◆ SOURCE EXCERPT:
######

# Thread: Irreducible polynomials

1. ## Irreducible polynomials

Is there a formula for quickly calculating the number of irreducible polynomials of degree $\displaystyle n$ over $\displaystyle Z_2$?

2. Originally Posted by jamix

Is there a formula for quickly calculating the number of irreducible polynomials of degree $\displaystyle n$ over $\displaystyle Z_2$?
yes! here it is: $\displaystyle \frac{1}{n} \sum_{d \mid n} \mu \left(\frac{n}{d} \right)2^d,$ where $\displaystyle \mu$ is the mobius function.

3. Ah right, I forgot out that.

I might have a couple more questions about irreducible polynomials, however I think I should be able to solve most of it myself (just wish I hadn't sold my textbook a couple years back ).

4. ## More problems

Originally Posted by NonCommAlg
yes! here it is: $\displaystyle \frac{1}{n} \sum_{d \mid n} \mu \left(\frac{n}{d} \right)2^d,$ where $\displaystyle \mu$ is the mobius function.
I used this formula to calculate the number of irreducible polynomials for $\displaystyle n = 5$. Using it we conclude that there are 6 irreducible polynomials of this degree.

######

◆ ITEMS:
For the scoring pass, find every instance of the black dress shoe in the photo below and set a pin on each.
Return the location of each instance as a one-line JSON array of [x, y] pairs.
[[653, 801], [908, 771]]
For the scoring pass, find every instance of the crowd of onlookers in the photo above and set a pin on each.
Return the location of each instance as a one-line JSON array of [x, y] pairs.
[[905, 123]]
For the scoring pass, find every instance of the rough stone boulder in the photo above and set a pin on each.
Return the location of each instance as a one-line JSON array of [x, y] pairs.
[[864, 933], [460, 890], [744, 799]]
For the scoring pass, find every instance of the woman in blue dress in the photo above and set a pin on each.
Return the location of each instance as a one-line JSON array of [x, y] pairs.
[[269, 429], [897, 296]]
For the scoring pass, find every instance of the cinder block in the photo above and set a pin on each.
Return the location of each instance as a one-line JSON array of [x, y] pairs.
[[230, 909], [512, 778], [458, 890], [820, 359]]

######

◆ EXERCISE INSTRUCTIONS:
**A)** Transcribe the stretch of the irreducible polynomials thread from "2. Originally Posted" through "years back ).".
**B)** In the irreducible polynomials thread, how many irreducible polynomials of degree 5 does the formula give?
**C)** Resume the irreducible polynomials thread from the point where it stops.

◆ WRITTEN ANSWERS:
**A)**
2. Originally Posted by jamix

Is there a formula for quickly calculating the number of irreducible polynomials of degree $\displaystyle n$ over $\displaystyle Z_2$?
yes! here it is: $\displaystyle \frac{1}{n} \sum_{d \mid n} \mu \left(\frac{n}{d} \right)2^d,$ where $\displaystyle \mu$ is the mobius function.

3. Ah right, I forgot out that.

I might have a couple more questions about irreducible polynomials, however I think I should be able to solve most of it myself (just wish I hadn't sold my textbook a couple years back ).

**B)** Six.

**C)**
The problem I have though, is that when I tried calculating these irreducibles, I obtained the following 8 polynomials:

$\displaystyle x^5 + x + 1$
$\displaystyle x^5 + x^2 + 1$
$\displaystyle x^5 + x^3 + 1$
$\displaystyle x^5 + x^3 + x^2 + x + 1$
$\displaystyle x^5 + x^4 + 1$
$\displaystyle x^5 + x^4 + x^2 + x + 1$
$\displaystyle x^5 + x^4 + x^3 + x + 1$
$\displaystyle x^5 + x^4 + x^3 + x^2 + 1$

We know that if a degree 5 polynomial is reducible, then it must be divisible by one of $\displaystyle x,x+1,x^2 + x + 1$, yes? Taking the product of these yields the polynomial $\displaystyle x^4 + x$ over $\displaystyle Z_2$. Each of the above 8 polynomials $\displaystyle p(x)$ satisfies $\displaystyle gcd(x^4 + x,p(x)) = 1$, hence all 8 must be irreducible, right?

So whats going on ?

5. Originally Posted by jamix
I used this formula to calculate the number of irreducible polynomials for $\displaystyle n = 5$. Using it we conclude that there are 6 irreducible polynomials of this degree.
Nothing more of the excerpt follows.